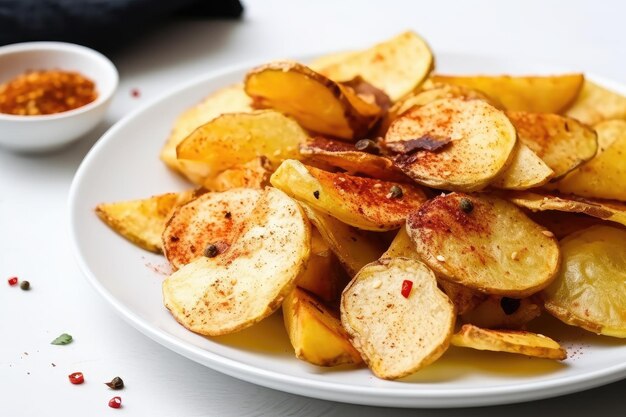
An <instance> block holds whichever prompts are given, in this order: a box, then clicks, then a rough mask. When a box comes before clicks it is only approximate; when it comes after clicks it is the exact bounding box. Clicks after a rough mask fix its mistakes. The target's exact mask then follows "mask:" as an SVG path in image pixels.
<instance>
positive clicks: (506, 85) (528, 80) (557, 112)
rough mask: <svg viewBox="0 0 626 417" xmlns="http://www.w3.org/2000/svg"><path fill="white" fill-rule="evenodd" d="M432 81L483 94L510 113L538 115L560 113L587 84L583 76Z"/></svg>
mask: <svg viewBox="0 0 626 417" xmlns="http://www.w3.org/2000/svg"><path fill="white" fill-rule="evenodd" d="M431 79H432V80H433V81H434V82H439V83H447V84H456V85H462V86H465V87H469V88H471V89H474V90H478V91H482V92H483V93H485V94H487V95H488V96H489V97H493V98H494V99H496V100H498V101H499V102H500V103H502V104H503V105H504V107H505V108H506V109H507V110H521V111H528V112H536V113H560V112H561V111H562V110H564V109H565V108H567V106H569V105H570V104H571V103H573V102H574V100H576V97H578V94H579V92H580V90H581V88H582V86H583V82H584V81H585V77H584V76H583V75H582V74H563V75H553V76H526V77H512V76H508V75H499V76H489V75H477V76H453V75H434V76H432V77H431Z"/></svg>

____

◆ **DIRECTIONS**:
Nothing but the lines from the one that contains "positive clicks: (506, 85)" through the end of the data above should appear, each reproduced exactly.

◆ **RESULT FOR THIS EXERCISE**:
positive clicks: (506, 85) (528, 80) (557, 112)
rough mask: <svg viewBox="0 0 626 417" xmlns="http://www.w3.org/2000/svg"><path fill="white" fill-rule="evenodd" d="M432 81L483 94L510 113L538 115L560 113L587 84L583 76Z"/></svg>
mask: <svg viewBox="0 0 626 417" xmlns="http://www.w3.org/2000/svg"><path fill="white" fill-rule="evenodd" d="M431 79H432V80H433V81H434V82H439V83H447V84H456V85H462V86H465V87H469V88H471V89H474V90H478V91H482V92H483V93H485V94H487V95H488V96H489V97H493V98H494V99H496V100H498V101H499V102H500V103H502V104H503V105H504V107H505V108H506V109H507V110H521V111H528V112H536V113H560V112H561V111H562V110H564V109H565V108H567V106H569V105H570V104H571V103H573V102H574V100H576V97H578V94H579V92H580V90H581V88H582V86H583V82H584V81H585V77H584V76H583V75H582V74H563V75H553V76H526V77H512V76H508V75H499V76H489V75H477V76H453V75H434V76H432V77H431Z"/></svg>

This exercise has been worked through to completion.